Saved entries

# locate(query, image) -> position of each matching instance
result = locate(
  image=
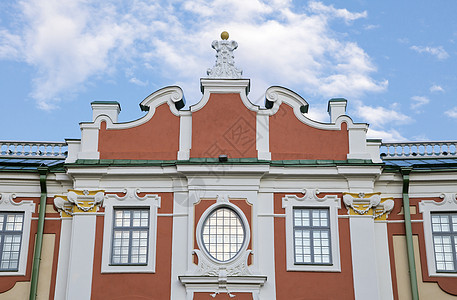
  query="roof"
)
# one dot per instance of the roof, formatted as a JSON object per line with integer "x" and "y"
{"x": 31, "y": 164}
{"x": 422, "y": 164}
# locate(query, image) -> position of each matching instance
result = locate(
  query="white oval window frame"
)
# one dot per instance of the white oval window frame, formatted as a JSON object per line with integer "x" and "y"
{"x": 244, "y": 223}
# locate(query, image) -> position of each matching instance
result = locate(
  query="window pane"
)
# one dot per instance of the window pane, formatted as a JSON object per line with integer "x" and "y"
{"x": 10, "y": 239}
{"x": 223, "y": 234}
{"x": 130, "y": 241}
{"x": 444, "y": 228}
{"x": 312, "y": 236}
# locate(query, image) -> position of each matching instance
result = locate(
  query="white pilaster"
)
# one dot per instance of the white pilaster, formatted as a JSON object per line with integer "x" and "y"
{"x": 80, "y": 267}
{"x": 185, "y": 135}
{"x": 64, "y": 257}
{"x": 180, "y": 252}
{"x": 364, "y": 266}
{"x": 383, "y": 261}
{"x": 266, "y": 246}
{"x": 263, "y": 136}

## Problem
Please give back the data above word for word, with no pictures included.

## Answer for this exercise
# locate(query, image) -> position of each matching instance
result = locate(
  image=
  query="roof"
)
# one dot per instance of the roof, formatted as a JSON object per line with integer "x" and "y"
{"x": 31, "y": 164}
{"x": 422, "y": 164}
# locate(query, image) -> position of each matching instance
result = locate(
  query="white oval window frame"
)
# one dot per instance of the white oval window frame, formatted as a JSON object per line with integer "x" and "y"
{"x": 244, "y": 223}
# locate(query, image) -> position of each matching instance
result = locate(
  query="window pane"
)
# one dot per instance of the window pane, formatted as a JSON object per line with integer "x" and "y"
{"x": 10, "y": 239}
{"x": 223, "y": 234}
{"x": 130, "y": 241}
{"x": 444, "y": 228}
{"x": 312, "y": 236}
# locate(query, image) -> position of each matching instance
result = locate(
  query="white pilaster"
)
# one dot per instance of the white pilaster, formatted as a JSON object per line with integer "x" and "y"
{"x": 80, "y": 267}
{"x": 185, "y": 135}
{"x": 64, "y": 257}
{"x": 180, "y": 252}
{"x": 364, "y": 266}
{"x": 383, "y": 261}
{"x": 266, "y": 246}
{"x": 263, "y": 136}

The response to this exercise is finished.